[[ Data records, beginning ]]

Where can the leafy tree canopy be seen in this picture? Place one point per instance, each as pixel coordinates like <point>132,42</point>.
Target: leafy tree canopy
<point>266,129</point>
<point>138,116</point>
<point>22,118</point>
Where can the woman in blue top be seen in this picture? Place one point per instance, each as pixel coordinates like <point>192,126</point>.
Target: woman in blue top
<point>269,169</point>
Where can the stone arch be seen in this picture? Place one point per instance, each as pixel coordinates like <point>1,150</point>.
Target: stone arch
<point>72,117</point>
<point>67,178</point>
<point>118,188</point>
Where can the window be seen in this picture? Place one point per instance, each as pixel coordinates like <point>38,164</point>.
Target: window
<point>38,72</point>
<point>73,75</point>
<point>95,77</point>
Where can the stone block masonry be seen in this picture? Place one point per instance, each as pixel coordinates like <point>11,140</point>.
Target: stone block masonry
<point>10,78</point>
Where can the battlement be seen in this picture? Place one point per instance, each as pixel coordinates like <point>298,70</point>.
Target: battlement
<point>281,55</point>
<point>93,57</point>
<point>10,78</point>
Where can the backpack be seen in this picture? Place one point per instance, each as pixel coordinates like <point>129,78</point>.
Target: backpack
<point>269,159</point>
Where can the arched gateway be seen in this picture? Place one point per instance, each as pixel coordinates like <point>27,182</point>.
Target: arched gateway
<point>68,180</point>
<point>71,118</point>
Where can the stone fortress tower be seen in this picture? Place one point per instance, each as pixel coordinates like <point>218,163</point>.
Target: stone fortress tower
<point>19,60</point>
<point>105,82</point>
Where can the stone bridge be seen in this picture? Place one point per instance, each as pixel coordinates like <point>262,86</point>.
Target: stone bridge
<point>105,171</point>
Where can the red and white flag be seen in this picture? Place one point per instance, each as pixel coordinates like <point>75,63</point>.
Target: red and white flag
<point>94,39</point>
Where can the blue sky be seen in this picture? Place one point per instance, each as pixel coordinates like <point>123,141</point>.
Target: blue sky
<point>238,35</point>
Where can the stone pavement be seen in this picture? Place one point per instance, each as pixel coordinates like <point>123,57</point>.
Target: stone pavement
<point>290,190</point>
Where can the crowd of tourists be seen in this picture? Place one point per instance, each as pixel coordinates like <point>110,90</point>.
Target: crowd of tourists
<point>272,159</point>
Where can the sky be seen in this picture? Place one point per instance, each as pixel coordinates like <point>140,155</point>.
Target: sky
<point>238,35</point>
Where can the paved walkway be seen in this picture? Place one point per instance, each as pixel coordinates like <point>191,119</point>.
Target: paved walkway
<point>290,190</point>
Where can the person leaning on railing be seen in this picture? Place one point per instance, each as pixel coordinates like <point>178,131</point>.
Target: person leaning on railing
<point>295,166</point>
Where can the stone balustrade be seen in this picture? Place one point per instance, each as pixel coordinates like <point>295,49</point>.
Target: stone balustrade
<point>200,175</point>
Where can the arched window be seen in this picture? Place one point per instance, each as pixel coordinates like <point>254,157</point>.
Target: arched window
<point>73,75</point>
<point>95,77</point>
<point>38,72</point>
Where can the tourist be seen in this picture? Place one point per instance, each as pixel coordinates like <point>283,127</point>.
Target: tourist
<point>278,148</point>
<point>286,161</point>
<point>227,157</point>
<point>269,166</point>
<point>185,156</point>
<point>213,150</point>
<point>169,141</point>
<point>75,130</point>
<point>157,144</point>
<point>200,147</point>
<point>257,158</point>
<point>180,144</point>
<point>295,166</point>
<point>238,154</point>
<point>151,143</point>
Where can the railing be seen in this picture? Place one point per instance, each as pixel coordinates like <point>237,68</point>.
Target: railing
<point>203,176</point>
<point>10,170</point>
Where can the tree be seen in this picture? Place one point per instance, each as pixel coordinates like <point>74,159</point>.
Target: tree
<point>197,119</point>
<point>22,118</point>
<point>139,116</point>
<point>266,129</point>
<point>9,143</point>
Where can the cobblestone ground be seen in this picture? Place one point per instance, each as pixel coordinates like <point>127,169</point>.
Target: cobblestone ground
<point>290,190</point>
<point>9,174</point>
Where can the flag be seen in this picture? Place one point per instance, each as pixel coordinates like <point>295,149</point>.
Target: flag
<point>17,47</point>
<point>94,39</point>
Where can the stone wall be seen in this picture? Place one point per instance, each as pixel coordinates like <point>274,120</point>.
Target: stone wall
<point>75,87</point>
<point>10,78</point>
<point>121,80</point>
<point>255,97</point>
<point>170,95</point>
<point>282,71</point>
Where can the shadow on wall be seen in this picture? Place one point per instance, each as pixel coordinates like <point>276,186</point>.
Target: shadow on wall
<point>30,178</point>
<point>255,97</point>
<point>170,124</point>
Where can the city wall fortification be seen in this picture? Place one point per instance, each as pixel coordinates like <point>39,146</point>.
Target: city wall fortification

[[ Data records, end ]]
[[ Data records, beginning ]]

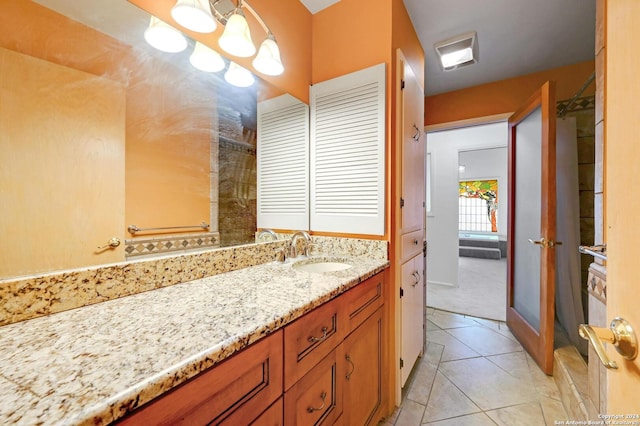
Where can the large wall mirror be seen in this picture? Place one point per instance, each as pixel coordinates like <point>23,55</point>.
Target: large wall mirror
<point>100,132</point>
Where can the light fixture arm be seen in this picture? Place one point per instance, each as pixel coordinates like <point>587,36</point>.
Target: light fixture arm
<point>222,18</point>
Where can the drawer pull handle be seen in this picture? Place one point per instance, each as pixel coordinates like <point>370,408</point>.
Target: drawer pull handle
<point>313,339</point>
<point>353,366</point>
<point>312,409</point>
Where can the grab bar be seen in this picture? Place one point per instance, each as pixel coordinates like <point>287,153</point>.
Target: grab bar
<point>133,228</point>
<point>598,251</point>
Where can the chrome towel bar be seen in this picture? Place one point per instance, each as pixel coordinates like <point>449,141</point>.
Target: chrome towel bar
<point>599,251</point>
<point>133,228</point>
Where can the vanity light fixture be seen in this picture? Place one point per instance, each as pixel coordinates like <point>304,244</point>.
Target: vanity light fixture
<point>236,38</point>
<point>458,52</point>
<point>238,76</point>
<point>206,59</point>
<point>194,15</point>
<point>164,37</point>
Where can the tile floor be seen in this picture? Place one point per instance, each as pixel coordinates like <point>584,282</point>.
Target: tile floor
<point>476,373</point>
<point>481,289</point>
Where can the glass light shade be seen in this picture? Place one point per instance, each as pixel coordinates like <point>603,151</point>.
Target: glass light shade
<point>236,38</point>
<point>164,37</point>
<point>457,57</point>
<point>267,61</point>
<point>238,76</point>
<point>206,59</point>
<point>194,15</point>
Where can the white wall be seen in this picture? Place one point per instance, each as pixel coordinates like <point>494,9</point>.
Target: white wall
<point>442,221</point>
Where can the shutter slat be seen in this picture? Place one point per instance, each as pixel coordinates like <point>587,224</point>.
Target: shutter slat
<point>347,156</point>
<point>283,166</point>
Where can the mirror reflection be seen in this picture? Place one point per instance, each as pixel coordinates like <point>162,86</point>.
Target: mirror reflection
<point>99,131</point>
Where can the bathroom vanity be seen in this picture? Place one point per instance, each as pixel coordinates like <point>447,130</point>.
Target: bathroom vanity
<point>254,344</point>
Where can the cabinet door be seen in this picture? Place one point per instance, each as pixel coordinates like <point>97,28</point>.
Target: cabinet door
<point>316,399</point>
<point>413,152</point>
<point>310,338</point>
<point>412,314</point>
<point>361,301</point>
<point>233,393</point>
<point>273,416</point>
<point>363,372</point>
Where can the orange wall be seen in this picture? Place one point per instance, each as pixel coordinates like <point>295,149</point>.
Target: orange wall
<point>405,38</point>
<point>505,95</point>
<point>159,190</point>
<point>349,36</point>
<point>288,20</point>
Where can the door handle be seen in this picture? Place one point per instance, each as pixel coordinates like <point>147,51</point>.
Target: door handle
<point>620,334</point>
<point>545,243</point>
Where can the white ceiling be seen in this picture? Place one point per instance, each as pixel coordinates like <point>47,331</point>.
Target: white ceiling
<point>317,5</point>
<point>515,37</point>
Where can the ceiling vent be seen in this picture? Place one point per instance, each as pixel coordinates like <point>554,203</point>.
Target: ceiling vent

[[ Data records, end ]]
[[ Data records, beginning ]]

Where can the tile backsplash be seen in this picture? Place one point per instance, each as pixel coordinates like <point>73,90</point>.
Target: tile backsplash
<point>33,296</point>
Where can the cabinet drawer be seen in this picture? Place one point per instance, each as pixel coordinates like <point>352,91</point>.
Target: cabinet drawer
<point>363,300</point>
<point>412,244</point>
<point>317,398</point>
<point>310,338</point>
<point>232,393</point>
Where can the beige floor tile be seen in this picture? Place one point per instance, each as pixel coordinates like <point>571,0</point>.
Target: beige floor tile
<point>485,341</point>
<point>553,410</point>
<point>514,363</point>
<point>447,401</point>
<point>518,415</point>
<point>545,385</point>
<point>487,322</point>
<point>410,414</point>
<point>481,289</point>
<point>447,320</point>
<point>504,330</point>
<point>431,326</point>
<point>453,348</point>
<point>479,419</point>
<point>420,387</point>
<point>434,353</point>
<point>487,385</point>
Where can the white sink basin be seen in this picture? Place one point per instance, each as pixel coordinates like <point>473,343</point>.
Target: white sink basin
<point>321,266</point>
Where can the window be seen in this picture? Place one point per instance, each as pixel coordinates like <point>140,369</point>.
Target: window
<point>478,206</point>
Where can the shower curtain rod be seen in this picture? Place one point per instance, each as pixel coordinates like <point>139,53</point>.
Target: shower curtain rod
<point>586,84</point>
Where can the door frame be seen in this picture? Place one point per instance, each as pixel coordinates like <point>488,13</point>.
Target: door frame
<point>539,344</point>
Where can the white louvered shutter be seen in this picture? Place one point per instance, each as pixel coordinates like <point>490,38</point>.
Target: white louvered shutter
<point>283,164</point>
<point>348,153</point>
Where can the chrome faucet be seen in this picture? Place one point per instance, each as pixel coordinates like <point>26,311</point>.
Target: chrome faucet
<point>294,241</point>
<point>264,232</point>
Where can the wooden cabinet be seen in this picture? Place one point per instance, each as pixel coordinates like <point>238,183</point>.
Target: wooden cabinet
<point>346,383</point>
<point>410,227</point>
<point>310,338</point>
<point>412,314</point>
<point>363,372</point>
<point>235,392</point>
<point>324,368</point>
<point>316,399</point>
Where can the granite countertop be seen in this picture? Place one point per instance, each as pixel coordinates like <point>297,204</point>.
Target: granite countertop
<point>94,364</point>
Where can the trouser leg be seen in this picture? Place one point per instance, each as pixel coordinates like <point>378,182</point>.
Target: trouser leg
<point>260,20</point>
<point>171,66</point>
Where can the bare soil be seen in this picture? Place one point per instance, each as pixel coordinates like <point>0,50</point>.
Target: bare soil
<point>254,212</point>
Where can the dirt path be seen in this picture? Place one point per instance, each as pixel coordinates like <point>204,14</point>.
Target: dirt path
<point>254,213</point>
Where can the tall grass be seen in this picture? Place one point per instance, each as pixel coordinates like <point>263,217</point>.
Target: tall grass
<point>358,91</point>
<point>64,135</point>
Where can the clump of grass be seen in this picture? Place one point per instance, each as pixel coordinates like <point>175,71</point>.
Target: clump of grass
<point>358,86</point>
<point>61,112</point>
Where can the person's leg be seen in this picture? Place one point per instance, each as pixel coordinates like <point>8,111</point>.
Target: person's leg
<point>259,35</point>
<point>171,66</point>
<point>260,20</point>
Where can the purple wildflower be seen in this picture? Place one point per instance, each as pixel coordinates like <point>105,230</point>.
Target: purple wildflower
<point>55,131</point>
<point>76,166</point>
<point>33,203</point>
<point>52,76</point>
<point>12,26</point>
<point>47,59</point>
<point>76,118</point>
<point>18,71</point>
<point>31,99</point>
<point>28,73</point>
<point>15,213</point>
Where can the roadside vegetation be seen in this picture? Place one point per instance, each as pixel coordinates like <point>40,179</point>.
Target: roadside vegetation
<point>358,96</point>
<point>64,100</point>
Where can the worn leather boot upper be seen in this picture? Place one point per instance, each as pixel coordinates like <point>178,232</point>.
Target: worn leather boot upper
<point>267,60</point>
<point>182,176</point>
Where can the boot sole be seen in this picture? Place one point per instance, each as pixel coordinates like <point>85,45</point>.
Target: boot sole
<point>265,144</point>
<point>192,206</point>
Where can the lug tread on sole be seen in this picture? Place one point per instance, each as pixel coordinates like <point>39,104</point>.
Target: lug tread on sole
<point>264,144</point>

[[ Data records, end ]]

* [Task goal]:
Working from the records above, write out verbatim only the lines from the line containing "Target: tourist" through the line containing "Where can the flag".

* [Answer to the problem]:
Target: tourist
<point>278,148</point>
<point>286,161</point>
<point>227,157</point>
<point>269,166</point>
<point>185,156</point>
<point>213,150</point>
<point>169,141</point>
<point>75,130</point>
<point>157,144</point>
<point>200,147</point>
<point>257,158</point>
<point>180,144</point>
<point>295,166</point>
<point>238,154</point>
<point>151,143</point>
Where can the railing be seen in this picture? Place one point per instance, each as pixel coordinates like <point>237,68</point>.
Target: railing
<point>203,176</point>
<point>10,170</point>
Where can the tree be seen in this picture? Place one point per instance, each as pixel coordinates like <point>74,159</point>.
Target: tree
<point>197,119</point>
<point>22,118</point>
<point>139,116</point>
<point>266,129</point>
<point>9,143</point>
Where can the cobblestone ground be seen in this picture? Place one point per instance, each as pixel coordinates like <point>127,169</point>.
Target: cobblestone ground
<point>290,190</point>
<point>9,174</point>
Where can the flag be seen in this picture? Place one point per instance, each as pixel coordinates like <point>295,149</point>.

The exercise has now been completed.